Task goal →
Write each record again exactly as it stands.

-- start --

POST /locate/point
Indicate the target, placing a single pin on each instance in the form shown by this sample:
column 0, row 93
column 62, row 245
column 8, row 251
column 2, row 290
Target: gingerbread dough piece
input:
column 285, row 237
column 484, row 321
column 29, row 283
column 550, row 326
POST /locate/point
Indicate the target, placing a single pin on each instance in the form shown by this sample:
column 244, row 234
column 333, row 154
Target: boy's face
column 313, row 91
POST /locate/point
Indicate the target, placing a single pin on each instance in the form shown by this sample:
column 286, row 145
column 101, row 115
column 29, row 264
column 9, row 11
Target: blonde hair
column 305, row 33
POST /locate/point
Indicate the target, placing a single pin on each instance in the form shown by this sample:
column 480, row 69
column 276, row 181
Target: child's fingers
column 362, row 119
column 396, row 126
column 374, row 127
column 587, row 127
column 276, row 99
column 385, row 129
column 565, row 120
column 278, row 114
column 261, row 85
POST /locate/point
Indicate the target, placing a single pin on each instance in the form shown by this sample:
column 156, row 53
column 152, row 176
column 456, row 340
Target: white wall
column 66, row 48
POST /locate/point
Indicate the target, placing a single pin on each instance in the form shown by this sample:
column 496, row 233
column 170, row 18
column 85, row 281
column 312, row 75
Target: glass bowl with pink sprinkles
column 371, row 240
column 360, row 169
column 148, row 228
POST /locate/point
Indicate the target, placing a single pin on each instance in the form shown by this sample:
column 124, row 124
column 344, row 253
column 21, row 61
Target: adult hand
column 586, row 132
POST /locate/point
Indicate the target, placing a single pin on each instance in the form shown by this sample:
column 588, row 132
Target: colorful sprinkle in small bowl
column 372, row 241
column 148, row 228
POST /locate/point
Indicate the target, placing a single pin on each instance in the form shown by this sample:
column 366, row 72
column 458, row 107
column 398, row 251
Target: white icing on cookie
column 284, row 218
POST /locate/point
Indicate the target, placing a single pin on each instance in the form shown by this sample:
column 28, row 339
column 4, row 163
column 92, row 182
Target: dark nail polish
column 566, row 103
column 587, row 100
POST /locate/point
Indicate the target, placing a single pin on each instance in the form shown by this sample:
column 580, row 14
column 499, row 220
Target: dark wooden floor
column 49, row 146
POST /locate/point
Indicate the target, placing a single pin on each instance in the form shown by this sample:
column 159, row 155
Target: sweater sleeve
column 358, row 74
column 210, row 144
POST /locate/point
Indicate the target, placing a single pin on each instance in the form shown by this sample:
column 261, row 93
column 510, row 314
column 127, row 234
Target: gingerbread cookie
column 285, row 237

-- end --

Output of the exercise →
POST /locate/point
Indicate the target, placing a single pin on each instance in the form shown by this sample:
column 0, row 93
column 62, row 245
column 8, row 251
column 2, row 290
Target: gingerbread dough piece
input:
column 285, row 237
column 484, row 321
column 29, row 283
column 550, row 326
POST /locate/point
Indicate the target, placing a single pin on each instance in the form shown by this sample:
column 244, row 234
column 333, row 154
Target: boy's face
column 313, row 91
POST /locate/point
Indicate the target, placing a single pin on each instance in the form shown by this sample:
column 286, row 145
column 101, row 115
column 29, row 264
column 9, row 11
Target: blonde hair
column 305, row 33
POST /locate/point
Indicate the target, placing a single pin on each instance in the form shown by this sample:
column 480, row 69
column 276, row 181
Target: child's fingers
column 362, row 119
column 396, row 126
column 374, row 127
column 587, row 127
column 276, row 99
column 385, row 129
column 565, row 120
column 278, row 114
column 261, row 85
POST /locate/point
Indicate the target, placing a single pin on each instance in the form shown by this sample:
column 156, row 53
column 152, row 176
column 456, row 340
Target: white wall
column 66, row 48
POST /locate/point
Indicate the target, placing a single pin on each instance in the form shown by this sample:
column 496, row 233
column 170, row 18
column 85, row 281
column 312, row 75
Target: glass bowl with pink sprinkles
column 371, row 240
column 360, row 169
column 148, row 228
POST /locate/point
Indicate the target, placing a single pin on each instance in the form shown by this sample:
column 124, row 124
column 344, row 253
column 21, row 61
Target: adult hand
column 586, row 132
POST /locate/point
Indicate the target, placing a single pin on each instance in the form shown by this sample:
column 588, row 132
Target: colorful sprinkle in small bowl
column 372, row 241
column 148, row 228
POST /locate/point
Indicate the target, placing a single pin on each instance in the form shown by this sample:
column 366, row 72
column 458, row 107
column 398, row 251
Target: white icing on cookie
column 284, row 218
POST /locate/point
Indicate the target, placing a single pin on each instance in the form shown by this sample:
column 28, row 339
column 4, row 163
column 92, row 182
Target: dark nail polish
column 566, row 103
column 587, row 100
POST /locate/point
Indicate the target, placing a single pin on each instance in the form shown by this sample:
column 580, row 14
column 499, row 220
Target: dark wooden floor
column 49, row 146
POST /locate/point
Indicate the target, placing a single pin on each instance in the form shown by this sample:
column 159, row 155
Target: sweater sleeve
column 358, row 74
column 210, row 144
POST /locate/point
Indicate the target, placing a single pin on each instance in the form shown by this sample:
column 261, row 93
column 510, row 314
column 127, row 234
Target: gingerbread cookie
column 285, row 237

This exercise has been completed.